GIVEN PASSAGE:
──────
HW:  Bender's Game, the next one, has Bender only wanting to play a game of Dungeons & Dragons with a bunch of preteens. He doesn't let the fact he has no imagination at all stop him. The episode is a take on the gas shortage (everyone is running out of dark matter that powers ships). The evil Mom is cornering the market (as Mombil). Her three sons (crosses between the Stooges and the Ritz Bros.) hench for her. Nibbler (the dark-matter pooping alien) is back. Bender ends up at the HAL Institute (for crazy robots) where they're going to give him a robotomy. (The nurse brings a toolbox.)

LP:  There's a great scene that opens with Bender strapped down to a table with a pendulum swinging back and forth above him, and alarm and siren going off, and rats and tarantulas crawling over him. Then the psychiatric robot walks in and says "I don't know why relaxation therapy isn't working."

HW: The episode then switches gears and goes into a D&D game (a dark matter dodecahedral die (that's a 20-sided die for the Platonic Solid Impaired -LP) has to be thrown into the Geysers of Gygax ) based on The Lord of the Rings. The one-eyed Leela has become a centaurette. Fry becomes Frydo, a cross between Frodo and Gollum. Somehow it all works itself out.
──────
Dataset entries:

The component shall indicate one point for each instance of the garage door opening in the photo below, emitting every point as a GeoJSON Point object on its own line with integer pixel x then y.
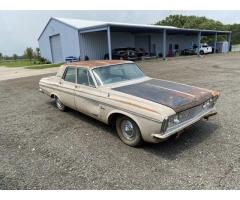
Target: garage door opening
{"type": "Point", "coordinates": [56, 48]}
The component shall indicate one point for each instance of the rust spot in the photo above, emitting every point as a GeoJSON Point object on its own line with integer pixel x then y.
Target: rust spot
{"type": "Point", "coordinates": [138, 106]}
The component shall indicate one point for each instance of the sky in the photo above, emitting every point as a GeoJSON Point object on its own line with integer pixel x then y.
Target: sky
{"type": "Point", "coordinates": [20, 29]}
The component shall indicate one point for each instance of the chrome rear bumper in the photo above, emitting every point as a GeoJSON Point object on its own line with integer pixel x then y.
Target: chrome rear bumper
{"type": "Point", "coordinates": [186, 124]}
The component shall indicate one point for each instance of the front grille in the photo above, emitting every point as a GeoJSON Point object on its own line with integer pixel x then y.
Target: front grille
{"type": "Point", "coordinates": [185, 115]}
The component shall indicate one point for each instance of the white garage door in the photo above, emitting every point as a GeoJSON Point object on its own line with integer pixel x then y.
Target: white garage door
{"type": "Point", "coordinates": [56, 48]}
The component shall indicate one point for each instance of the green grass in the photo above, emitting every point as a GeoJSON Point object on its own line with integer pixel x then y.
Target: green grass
{"type": "Point", "coordinates": [34, 64]}
{"type": "Point", "coordinates": [17, 63]}
{"type": "Point", "coordinates": [43, 66]}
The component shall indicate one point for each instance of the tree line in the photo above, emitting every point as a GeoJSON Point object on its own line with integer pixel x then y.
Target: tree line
{"type": "Point", "coordinates": [195, 22]}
──────
REQUIRED ACTION 1: Check each statement against the Bender's Game review and say yes or no, quoting the words that settle it: (a) At the HAL Institute, the nurse shows up with a toolbox. (b) In the game, Fry turns into a mix of Frodo and Sam. (c) The die has to be thrown into the Geysers of Gygax.
REQUIRED ACTION 2: Pick up the Bender's Game review after its last sentence and write what comes next.
These records were taken from a different source.

ANSWER SPACE 1:
(a) Yes: "(The nurse brings a toolbox.)"
(b) No: "Fry becomes Frydo, a cross between Frodo and Gollum."
(c) Yes: "a dark matter dodecahedral die (that's a 20-sided die for the Platonic Solid Impaired -LP) has to be thrown into the Geysers of Gygax"

ANSWER SPACE 2:
LP: In addition to being genuinely hilarious, Bender's Game warmed the cockles of my old RPG-playing heart. The whole "crazy Bender" plot is an inspired send-up of the whole moral panic over D&D back in the 1980s. Few D&D or fantasy tropes escape unscathed.

HW: But you don't watch Futurama for the plot. Turn your head to cough and you miss something. In the first, they pass a park with robots doing wholesome things. The sign at the park entrance says "Welcome—St. Asimov's Day Festival." There's an argument between Farnsworth and his arch-rival over whether earth needs a Diamondillium shield to cover it. Every line or two has at least 300 SF stories behind it. In Bender's Game, the Planet Express ship is entered in a demo-derby. Besides the behemoth starships, one of the entries is a '51 Ford pickup.

LP: There's also an awesome Yellow Submarine parody plopped down in the middle of the usual title sequence.

HW: The animation keeps getting better and better. There are several shots (especially in Bender's Game) that equal The Iron Giant in concept and execution.

LP: There are a fair number of extras on both these discs of varying value. The Beast With a Billion Backs features a "lost" episode that's actually cutscenes from the Futurama video game, which marries a subpar Futurama episode to a subpar 3D platformer. It's worth watching once, but it won't push the Wii aside at your next party.

Bender's Game boasts a number of smaller featurettes. There's one from the various writers on how D&D influenced them, and the little D&D Easter eggs they sprinkled throughout the series (like a robot taking his pet rust monster to the vet). There's also a hilarious send-up of various anti-piracy campaigns, with the announcer intoning "You wouldn't steal X, would you?" And, since it's Bender, the answer is always, yes, indeed, he would. (The footage is recycled, but it's still fun.) And you also get to see the vocal cast in the flesh as they do the show. (Who knew Bender looked so much like a surfer?)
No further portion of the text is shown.